Testo di riferimento:

============================================================

“Recuperare subito i gravi ritardi nell’attuazione delle opere di
adeguamento ed efficientamento degli impianti di depurazione calabresi,
aumentare i controlli sia sulle acque trattate che sui fanghi. I fondi ci
sono e vanno spesi bene e subito per non compromettere ulteriormente la
qualità del mare, vera grande risorsa di questa terra”. Portare a termine la vera grande opera pubblica di cui necessita la
Calabria: l’attento monitoraggio degli impianti di depurazione esistenti,
il loro corretto funzionamento e un programma di interventi di
efficientamento e adeguamento che permetterebbe una volta per tutte di
uscire dall’emergenza depurativa che rischia di compromettere
irrimediabilmente una delle maggiori risorse di questo territorio.
È l’appello che arriva da Goletta Verde, la storica imbarcazione di
Legambiente che ha ripreso il suo viaggio lungo la Penisola per la tutela
dei mari e delle coste italiane e in questi giorni sta facendo tappa a
Cetraro.
Oggi, giovedì 7 luglio, al Centro Velico di Cetraro, alle ore 16,
Legambiente presenterà il dossier “I fanghi di depurazione: la storia
continua – A che punto è la depurazione in Calabria?”. Numeri, storie e
riflessioni illustrate da Aldo Perrotta, comitato scientifico Legambiente
Calabria; Luigi Sabatini, direttore Legambiente Calabria e Giorgio Zampetti
responsabile scientifico Legambiente. Saranno presenti, inoltre, Angelo
Aita, sindaco Comune di Cetraro e Giuseppe Aieta, presidente della II
Commissione del Consiglio Regionale.
Secondo i numeri raccolti nel dossier di Legambiente, la Regione Calabria
ha una potenzialità nominale complessiva di depurazione pari a 2.786.725
abitanti equivalenti su un totale (dati Istat) di 3,7 milioni, cioè il il
75 % del totale. Un dato che però si abbassa notevolmente se si analizza la
reale capacità di trattare adeguatamente gli scarichi, secondo gli standard
previsti dalle normative europee. Stando ai numeri dell’Istat (Censimento
delle acque di giugno 2014 con dati al 2012) ad essere trattati in maniera
adeguata è il 51,5% del totale del carico generato. Criticità che si
ritrovano anche nel quadro delineato dall’ultima procedura d’infrazione
aperta nei confronti dell’Italia che comprende anche 130 agglomerati
calabresi, il 62% del totale regionale, per un totale di circa 1,3 milioni
di abitanti equivalenti (ovvero il 36%). Condanne e procedure che, stando
alle stime dell’unità di missione del Governo Italia Sicura costerebbero
alla Calabria, a partire già da quest’anno e fino al completamento degli
interventi di adeguamento richiesti, 38 milioni di euro. Oltre
l’adeguamento degli impianti rimane anche il problema del loro
sottoutilizzo. Infatti dall’analisi dei dati forniti alla Regione Calabria
emerge che alcuni impianti risultano utilizzati in maniera molto ridotta.

============================================================

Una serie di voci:
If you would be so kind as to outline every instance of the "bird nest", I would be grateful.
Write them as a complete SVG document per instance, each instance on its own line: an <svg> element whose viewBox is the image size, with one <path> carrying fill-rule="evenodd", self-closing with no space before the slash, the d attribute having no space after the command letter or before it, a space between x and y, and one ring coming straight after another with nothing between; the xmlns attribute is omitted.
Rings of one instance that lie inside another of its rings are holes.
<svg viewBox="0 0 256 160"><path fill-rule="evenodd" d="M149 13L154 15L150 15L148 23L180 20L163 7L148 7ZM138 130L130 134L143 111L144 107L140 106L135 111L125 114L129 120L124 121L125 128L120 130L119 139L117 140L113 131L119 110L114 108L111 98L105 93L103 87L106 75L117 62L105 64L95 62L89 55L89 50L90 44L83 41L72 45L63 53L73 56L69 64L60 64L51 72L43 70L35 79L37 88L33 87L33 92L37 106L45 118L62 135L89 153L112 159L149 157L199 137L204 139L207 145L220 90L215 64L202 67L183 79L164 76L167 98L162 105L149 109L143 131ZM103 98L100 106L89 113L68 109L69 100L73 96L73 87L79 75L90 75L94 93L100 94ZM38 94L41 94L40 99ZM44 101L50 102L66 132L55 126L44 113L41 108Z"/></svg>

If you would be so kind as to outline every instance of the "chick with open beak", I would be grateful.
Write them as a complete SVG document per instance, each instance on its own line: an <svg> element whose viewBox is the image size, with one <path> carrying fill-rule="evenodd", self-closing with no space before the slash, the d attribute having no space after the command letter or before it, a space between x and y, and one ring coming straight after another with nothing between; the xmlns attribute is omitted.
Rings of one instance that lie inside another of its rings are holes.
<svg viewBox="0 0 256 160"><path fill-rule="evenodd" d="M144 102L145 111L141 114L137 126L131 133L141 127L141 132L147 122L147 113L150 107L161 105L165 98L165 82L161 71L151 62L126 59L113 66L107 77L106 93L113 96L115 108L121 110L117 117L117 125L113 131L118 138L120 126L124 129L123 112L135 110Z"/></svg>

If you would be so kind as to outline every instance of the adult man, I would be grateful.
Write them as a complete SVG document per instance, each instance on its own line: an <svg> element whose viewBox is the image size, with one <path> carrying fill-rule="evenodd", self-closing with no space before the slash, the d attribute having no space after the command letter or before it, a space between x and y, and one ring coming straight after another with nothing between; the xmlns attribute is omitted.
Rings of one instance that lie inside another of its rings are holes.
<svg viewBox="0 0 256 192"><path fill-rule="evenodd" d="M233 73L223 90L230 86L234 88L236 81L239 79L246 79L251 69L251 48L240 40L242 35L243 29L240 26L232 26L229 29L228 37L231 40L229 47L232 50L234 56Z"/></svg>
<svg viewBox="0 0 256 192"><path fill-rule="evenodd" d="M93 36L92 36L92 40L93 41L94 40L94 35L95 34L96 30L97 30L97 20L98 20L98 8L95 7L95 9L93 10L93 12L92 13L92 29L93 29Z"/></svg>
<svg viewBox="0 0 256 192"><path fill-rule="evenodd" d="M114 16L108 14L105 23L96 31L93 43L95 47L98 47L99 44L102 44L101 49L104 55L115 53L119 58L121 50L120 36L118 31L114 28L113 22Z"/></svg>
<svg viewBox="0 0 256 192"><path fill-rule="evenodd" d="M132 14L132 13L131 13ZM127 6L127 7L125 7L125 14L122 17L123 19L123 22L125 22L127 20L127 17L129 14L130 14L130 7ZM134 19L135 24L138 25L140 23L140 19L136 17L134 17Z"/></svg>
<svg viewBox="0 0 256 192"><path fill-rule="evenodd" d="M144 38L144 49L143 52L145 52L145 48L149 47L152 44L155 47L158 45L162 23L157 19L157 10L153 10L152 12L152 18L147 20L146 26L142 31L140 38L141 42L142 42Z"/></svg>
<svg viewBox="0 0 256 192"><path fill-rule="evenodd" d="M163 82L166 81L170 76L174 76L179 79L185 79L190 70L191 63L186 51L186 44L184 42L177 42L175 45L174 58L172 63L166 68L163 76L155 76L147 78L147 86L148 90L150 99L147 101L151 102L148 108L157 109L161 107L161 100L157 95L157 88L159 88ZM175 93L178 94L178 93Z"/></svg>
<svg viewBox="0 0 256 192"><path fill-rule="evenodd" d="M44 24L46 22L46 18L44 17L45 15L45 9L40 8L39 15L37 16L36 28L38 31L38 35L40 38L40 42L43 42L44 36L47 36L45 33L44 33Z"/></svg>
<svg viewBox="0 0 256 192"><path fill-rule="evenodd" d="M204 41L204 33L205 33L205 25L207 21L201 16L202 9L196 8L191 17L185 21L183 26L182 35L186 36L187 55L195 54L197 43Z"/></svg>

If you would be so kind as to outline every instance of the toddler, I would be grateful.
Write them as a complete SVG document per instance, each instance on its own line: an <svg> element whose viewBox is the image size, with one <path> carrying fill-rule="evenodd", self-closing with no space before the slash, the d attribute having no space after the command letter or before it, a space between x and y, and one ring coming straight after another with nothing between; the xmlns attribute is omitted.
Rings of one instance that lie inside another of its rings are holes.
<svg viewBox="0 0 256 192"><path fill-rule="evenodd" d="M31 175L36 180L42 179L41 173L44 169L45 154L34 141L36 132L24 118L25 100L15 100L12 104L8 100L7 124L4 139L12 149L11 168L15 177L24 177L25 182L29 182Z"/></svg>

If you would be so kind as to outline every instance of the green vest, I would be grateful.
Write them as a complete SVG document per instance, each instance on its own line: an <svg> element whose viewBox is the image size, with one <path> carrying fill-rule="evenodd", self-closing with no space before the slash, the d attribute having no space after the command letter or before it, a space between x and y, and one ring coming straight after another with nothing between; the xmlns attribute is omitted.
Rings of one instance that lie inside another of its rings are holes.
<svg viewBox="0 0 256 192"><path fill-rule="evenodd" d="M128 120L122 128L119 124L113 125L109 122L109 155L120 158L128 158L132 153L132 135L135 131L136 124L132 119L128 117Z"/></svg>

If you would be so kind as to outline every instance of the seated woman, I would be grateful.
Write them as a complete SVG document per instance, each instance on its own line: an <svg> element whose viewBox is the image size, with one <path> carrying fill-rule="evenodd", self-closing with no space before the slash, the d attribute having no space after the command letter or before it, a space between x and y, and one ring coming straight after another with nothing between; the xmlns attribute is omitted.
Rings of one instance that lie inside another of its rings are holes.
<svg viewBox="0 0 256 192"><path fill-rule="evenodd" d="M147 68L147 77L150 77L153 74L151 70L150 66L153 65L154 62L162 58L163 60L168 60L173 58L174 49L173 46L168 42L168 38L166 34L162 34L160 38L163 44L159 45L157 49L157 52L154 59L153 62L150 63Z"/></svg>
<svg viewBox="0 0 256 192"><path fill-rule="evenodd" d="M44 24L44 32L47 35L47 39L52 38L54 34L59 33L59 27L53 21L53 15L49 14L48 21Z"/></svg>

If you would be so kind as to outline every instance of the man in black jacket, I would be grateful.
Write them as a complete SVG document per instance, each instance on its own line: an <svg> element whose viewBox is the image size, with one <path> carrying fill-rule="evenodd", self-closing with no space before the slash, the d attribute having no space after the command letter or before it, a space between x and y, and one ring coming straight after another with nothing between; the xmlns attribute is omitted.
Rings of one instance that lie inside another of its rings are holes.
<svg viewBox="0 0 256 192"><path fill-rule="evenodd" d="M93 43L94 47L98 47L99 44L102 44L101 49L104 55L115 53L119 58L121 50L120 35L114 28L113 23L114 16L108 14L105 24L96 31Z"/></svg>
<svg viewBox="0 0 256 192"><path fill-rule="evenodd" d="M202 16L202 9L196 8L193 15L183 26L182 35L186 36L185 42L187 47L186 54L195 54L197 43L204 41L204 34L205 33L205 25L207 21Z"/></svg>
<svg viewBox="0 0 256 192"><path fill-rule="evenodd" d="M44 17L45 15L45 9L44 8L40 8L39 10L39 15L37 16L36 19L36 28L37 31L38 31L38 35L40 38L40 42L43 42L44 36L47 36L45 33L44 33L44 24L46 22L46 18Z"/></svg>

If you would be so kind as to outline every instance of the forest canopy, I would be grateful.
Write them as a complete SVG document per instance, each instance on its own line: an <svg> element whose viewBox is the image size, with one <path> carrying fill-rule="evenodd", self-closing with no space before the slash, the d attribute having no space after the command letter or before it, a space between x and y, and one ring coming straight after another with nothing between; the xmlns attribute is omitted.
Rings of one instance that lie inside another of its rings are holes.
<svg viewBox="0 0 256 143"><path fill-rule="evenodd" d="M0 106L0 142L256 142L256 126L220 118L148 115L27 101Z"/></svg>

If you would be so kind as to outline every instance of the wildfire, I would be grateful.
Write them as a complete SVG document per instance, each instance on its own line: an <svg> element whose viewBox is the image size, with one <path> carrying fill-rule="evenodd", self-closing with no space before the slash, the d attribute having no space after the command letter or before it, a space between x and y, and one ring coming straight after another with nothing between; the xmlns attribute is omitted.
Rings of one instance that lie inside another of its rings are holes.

============================================================

Compiti da svolgere:
[1] Indica se le affermazioni seguenti concordano con il testo sulla depurazione in Calabria. Rispondi sì o no e cita le parole del testo che lo stabiliscono. (a) Il dossier viene presentato al Centro Velico di Cetraro alle ore 16. (b) Secondo i dati Istat viene trattato in maniera adeguata il 75% del carico generato. (c) Giuseppe Aieta è il sindaco del Comune di Cetraro.
[2] Nelle voci, rendi come lista JSON di stringhe tutto ciò che va dalla riga contenente "toddler, I would be grateful." fino alla riga contenente "120L122 128L119 124L113", estremi compresi. Usa una stringa per ogni riga e tralascia le righe vuote.

Soluzioni per compito:
[1]
(a) Sì: "al Centro Velico di Cetraro, alle ore 16".
(b) No: "ad essere trattati in maniera adeguata è il 51,5% del totale del carico generato".
(c) No: "Angelo Aita, sindaco Comune di Cetraro".

[2]
[
  "If you would be so kind as to outline every instance of the toddler, I would be grateful.",
  "Write them as a complete SVG document per instance, each instance on its own line: an <svg> element whose viewBox is the image size, with one <path> carrying fill-rule=\"evenodd\", self-closing with no space before the slash, the d attribute having no space after the command letter or before it, a space between x and y, and one ring coming straight after another with nothing between; the xmlns attribute is omitted.",
  "Rings of one instance that lie inside another of its rings are holes.",
  "<svg viewBox=\"0 0 256 192\"><path fill-rule=\"evenodd\" d=\"M31 175L36 180L42 179L41 173L44 169L45 154L34 141L36 132L24 118L25 100L15 100L12 104L8 100L7 124L4 139L12 149L11 168L15 177L24 177L25 182L29 182Z\"/></svg>",
  "If you would be so kind as to outline every instance of the green vest, I would be grateful.",
  "Write them as a complete SVG document per instance, each instance on its own line: an <svg> element whose viewBox is the image size, with one <path> carrying fill-rule=\"evenodd\", self-closing with no space before the slash, the d attribute having no space after the command letter or before it, a space between x and y, and one ring coming straight after another with nothing between; the xmlns attribute is omitted.",
  "Rings of one instance that lie inside another of its rings are holes.",
  "<svg viewBox=\"0 0 256 192\"><path fill-rule=\"evenodd\" d=\"M128 120L122 128L119 124L113 125L109 122L109 155L120 158L128 158L132 153L132 135L135 131L136 124L132 119L128 117Z\"/></svg>"
]